(ACTIVITY):
Give only the number of lines in these records that contain the word "below".
==========
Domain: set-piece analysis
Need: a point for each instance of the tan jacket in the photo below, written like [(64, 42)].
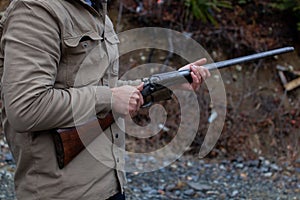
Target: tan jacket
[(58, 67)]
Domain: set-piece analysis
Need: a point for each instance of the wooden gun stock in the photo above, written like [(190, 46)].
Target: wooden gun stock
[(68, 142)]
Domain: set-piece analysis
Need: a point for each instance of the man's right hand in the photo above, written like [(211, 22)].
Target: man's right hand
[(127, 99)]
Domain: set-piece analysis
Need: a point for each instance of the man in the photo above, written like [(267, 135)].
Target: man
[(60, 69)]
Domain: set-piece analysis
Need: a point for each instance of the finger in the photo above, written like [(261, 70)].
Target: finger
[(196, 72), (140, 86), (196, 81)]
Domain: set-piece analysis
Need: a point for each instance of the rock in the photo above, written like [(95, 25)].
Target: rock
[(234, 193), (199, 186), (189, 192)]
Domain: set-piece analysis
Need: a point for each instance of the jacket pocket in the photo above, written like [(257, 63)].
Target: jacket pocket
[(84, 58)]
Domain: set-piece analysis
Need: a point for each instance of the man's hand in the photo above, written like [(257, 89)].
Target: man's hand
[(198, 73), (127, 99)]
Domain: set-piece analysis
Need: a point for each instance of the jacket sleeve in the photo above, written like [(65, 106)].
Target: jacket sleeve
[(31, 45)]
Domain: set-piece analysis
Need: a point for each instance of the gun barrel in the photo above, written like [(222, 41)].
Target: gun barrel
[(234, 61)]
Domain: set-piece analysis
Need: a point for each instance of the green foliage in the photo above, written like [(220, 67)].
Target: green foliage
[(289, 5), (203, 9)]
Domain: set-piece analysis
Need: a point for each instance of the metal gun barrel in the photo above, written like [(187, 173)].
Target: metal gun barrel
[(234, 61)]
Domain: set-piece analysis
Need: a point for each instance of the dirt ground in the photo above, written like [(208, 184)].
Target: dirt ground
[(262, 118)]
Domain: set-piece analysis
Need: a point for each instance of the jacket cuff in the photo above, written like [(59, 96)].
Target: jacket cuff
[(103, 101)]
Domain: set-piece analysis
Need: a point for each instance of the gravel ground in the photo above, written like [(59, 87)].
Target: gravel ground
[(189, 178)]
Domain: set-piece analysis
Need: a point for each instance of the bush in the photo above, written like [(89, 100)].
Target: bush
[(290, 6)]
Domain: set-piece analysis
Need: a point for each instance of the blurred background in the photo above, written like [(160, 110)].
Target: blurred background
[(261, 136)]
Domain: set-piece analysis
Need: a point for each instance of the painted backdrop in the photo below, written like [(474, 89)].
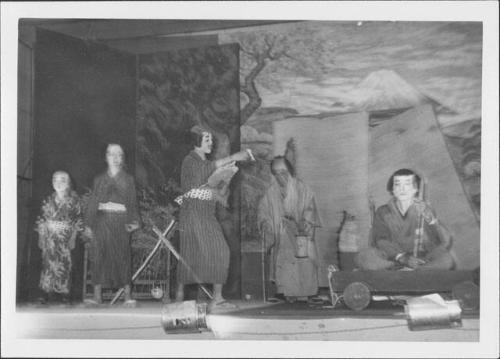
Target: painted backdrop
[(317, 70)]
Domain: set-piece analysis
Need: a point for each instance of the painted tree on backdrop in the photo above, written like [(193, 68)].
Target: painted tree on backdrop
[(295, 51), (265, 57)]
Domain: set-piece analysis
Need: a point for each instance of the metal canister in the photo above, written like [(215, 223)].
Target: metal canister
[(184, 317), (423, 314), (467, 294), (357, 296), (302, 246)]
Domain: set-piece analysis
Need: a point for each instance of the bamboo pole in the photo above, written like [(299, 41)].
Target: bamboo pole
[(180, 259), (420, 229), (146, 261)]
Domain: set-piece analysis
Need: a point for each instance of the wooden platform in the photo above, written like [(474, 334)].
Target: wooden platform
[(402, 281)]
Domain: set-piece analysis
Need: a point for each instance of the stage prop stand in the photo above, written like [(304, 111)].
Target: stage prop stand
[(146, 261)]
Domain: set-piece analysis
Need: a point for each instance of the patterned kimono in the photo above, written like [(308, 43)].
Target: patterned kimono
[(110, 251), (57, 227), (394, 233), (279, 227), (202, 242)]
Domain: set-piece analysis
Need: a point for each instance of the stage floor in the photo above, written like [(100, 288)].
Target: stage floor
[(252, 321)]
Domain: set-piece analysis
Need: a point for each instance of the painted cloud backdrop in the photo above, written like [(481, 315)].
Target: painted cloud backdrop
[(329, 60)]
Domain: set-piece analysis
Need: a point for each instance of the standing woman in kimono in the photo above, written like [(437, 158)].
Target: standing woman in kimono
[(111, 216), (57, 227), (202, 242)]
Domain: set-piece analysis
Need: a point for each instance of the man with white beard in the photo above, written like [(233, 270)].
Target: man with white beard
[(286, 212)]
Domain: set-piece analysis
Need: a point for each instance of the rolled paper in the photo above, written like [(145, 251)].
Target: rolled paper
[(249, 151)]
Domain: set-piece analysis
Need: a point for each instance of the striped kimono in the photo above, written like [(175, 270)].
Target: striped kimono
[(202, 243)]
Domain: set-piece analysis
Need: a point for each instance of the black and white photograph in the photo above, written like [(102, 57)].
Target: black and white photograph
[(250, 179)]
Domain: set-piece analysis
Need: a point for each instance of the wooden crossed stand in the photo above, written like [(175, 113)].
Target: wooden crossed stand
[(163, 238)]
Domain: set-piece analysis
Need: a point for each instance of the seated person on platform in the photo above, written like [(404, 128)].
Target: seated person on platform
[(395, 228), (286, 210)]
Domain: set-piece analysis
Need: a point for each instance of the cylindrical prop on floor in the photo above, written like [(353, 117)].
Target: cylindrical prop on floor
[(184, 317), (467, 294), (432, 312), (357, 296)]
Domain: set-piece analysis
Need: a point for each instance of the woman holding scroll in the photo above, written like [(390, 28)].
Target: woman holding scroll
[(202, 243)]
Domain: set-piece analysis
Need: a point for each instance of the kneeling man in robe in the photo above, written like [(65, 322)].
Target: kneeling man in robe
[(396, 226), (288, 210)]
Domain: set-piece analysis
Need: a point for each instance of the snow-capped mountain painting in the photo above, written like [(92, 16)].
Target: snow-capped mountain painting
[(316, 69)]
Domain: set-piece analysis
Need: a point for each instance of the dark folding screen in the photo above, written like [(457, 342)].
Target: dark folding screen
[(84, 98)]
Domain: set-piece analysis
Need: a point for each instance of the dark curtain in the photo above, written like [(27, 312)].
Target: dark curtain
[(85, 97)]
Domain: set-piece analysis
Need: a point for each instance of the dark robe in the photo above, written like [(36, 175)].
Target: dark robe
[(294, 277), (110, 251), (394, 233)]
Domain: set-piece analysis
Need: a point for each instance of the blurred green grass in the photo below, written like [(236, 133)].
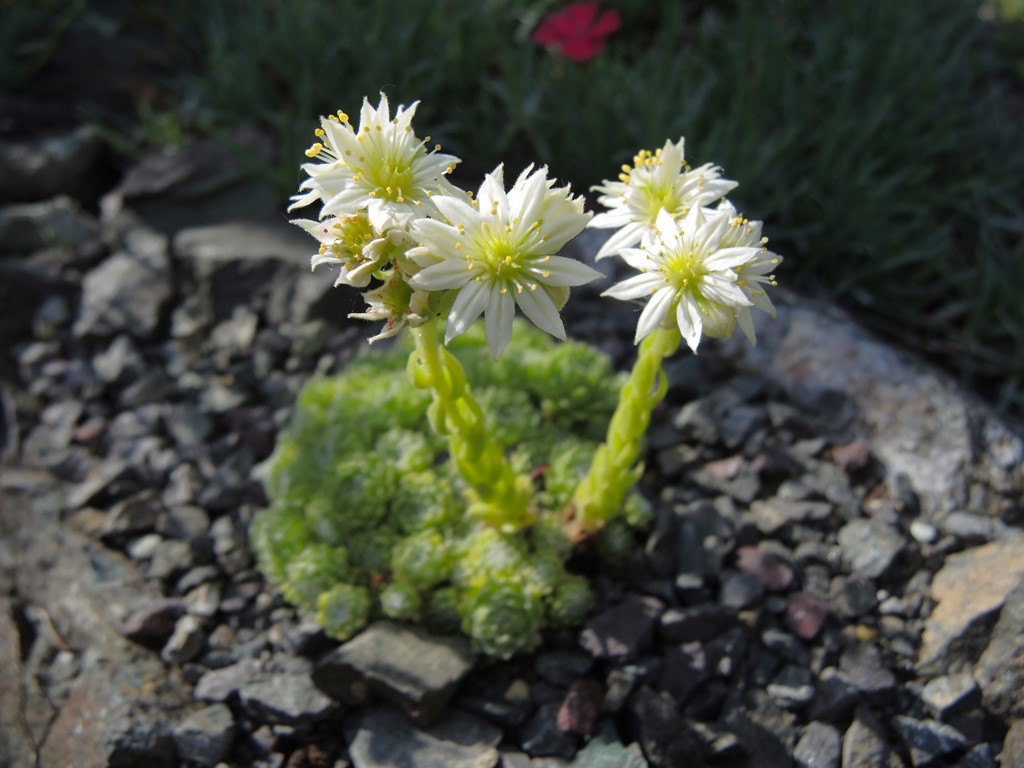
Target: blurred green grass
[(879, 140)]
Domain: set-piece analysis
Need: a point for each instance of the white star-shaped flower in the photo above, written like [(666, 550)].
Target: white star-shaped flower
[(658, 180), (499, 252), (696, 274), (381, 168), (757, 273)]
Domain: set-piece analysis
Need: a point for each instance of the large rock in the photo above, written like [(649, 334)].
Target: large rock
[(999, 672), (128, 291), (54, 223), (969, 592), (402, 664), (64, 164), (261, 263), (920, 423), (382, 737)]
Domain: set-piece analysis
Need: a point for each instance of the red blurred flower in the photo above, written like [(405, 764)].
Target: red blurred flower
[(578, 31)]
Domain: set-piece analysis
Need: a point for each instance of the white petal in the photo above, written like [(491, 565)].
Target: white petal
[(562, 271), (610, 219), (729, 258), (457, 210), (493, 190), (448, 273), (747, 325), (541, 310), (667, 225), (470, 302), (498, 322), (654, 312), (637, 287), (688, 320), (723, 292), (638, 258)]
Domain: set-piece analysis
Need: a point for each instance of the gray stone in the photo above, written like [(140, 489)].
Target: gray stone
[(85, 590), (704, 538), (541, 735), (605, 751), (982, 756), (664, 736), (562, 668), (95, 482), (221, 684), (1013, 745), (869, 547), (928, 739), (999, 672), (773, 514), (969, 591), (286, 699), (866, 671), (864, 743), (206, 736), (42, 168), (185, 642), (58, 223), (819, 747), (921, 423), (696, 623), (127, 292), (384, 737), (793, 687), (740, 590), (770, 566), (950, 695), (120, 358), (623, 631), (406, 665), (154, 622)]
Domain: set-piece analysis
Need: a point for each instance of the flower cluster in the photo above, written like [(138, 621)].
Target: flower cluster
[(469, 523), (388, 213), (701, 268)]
==========
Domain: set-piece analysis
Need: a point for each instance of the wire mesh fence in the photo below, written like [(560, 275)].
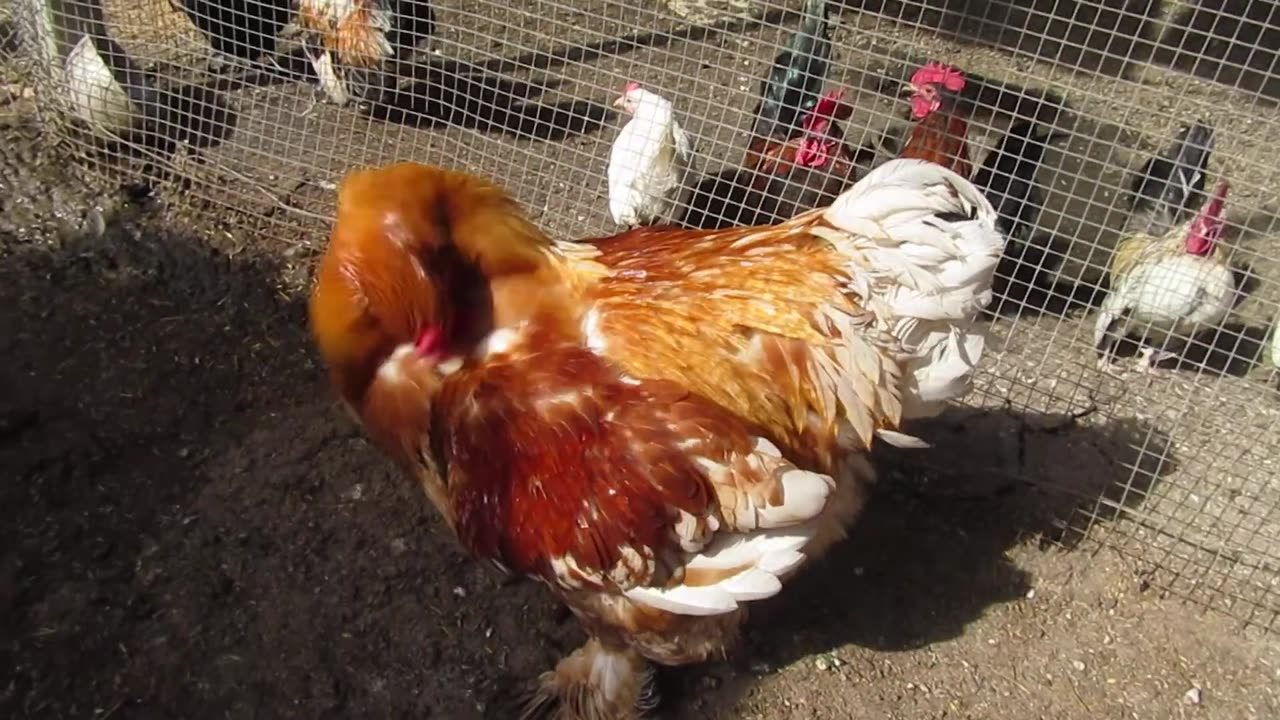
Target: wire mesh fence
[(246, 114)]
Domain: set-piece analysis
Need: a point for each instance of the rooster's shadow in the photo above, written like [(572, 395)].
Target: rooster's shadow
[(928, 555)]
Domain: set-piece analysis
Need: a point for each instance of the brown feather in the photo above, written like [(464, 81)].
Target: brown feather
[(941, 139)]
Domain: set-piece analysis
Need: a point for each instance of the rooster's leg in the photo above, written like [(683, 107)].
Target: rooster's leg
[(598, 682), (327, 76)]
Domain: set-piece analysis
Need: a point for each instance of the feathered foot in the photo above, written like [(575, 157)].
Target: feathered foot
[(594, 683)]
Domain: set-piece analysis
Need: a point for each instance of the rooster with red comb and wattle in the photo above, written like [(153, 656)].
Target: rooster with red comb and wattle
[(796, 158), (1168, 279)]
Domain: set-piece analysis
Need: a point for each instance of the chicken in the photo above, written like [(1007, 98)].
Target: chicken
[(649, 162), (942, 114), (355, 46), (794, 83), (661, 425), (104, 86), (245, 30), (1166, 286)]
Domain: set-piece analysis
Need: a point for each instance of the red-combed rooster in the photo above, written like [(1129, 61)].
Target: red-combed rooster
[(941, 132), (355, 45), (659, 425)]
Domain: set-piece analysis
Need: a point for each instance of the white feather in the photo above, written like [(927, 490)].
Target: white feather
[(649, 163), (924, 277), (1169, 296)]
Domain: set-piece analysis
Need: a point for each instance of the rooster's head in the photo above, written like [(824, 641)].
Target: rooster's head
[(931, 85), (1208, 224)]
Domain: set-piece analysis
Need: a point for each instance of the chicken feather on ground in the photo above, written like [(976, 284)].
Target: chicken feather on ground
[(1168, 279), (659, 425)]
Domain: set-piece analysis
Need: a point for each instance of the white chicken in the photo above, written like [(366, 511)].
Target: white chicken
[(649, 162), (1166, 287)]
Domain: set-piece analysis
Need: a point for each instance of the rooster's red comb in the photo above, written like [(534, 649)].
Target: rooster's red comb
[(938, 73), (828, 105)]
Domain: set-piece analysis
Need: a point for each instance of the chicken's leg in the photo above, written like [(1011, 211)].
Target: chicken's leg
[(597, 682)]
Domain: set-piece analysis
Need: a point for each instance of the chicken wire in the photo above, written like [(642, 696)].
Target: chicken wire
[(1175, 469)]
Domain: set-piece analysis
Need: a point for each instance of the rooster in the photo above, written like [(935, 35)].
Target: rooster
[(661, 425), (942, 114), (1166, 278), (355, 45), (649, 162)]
==========
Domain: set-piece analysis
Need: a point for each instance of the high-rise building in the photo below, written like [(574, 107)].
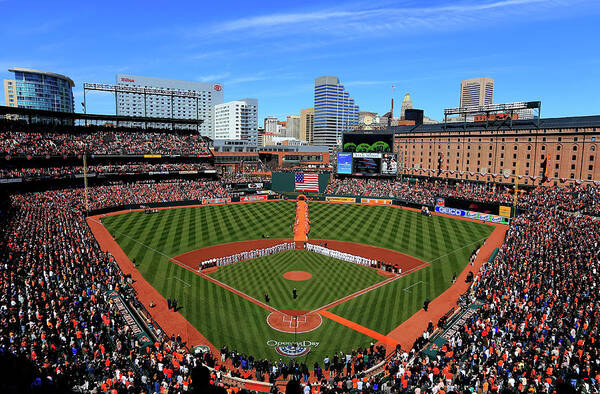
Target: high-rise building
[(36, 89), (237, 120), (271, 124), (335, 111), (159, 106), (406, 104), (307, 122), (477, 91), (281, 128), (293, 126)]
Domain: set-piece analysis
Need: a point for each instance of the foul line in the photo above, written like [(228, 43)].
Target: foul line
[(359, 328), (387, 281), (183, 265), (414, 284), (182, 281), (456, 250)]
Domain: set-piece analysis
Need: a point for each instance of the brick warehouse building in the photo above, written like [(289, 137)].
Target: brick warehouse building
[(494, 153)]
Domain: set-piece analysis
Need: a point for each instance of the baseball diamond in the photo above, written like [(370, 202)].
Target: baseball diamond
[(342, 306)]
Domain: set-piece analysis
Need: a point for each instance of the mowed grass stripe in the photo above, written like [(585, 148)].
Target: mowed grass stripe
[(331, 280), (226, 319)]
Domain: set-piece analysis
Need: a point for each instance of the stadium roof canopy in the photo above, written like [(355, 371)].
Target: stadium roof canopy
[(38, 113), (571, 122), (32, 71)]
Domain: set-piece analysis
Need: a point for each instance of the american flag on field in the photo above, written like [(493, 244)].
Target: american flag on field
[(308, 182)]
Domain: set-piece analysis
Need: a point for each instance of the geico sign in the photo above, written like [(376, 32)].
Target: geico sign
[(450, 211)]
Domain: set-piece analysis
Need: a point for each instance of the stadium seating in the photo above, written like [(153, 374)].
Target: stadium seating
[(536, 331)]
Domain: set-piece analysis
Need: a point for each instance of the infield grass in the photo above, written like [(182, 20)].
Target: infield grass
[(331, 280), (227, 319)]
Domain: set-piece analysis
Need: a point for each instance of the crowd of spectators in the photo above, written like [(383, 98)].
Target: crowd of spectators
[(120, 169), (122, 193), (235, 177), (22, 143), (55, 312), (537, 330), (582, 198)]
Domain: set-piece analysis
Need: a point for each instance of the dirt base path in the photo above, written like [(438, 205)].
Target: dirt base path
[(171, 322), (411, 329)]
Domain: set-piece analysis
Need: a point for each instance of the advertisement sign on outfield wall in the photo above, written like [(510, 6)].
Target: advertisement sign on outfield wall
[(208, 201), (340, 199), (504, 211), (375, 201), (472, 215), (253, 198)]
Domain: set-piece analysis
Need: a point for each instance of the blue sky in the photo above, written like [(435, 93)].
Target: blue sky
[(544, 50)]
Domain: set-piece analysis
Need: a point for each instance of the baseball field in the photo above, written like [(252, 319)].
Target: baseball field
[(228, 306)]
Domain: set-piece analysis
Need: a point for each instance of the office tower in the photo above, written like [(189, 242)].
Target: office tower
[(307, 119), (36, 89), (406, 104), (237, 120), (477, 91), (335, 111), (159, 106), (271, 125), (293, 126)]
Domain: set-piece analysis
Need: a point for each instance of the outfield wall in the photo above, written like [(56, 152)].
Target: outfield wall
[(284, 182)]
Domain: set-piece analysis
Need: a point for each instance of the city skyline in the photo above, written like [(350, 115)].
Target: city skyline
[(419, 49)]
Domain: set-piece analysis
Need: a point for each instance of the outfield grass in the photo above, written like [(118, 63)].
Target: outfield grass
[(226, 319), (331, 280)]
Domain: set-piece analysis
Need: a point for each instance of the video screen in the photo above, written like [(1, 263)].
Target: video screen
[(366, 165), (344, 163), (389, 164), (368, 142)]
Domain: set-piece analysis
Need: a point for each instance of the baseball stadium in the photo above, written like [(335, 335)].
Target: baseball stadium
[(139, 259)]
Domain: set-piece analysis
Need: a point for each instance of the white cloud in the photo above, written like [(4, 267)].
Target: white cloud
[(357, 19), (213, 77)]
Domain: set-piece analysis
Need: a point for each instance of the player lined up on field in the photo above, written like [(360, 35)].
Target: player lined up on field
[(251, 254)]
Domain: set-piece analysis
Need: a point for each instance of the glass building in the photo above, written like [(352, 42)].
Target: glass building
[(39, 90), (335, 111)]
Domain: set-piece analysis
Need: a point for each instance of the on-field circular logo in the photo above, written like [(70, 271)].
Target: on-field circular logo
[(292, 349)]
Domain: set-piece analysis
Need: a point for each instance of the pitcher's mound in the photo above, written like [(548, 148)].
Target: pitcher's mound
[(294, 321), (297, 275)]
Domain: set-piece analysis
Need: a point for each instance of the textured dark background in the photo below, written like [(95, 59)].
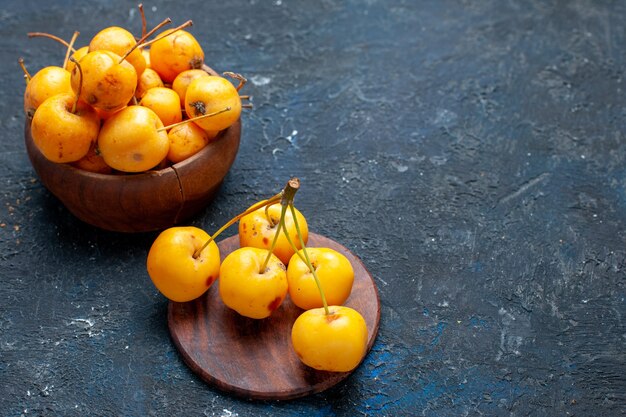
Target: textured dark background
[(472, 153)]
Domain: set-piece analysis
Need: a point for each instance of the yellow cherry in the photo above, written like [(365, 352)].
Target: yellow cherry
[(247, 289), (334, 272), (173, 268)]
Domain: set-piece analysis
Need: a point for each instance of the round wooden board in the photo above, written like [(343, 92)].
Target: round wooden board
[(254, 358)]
==========
(EXPECTED ANSWER):
6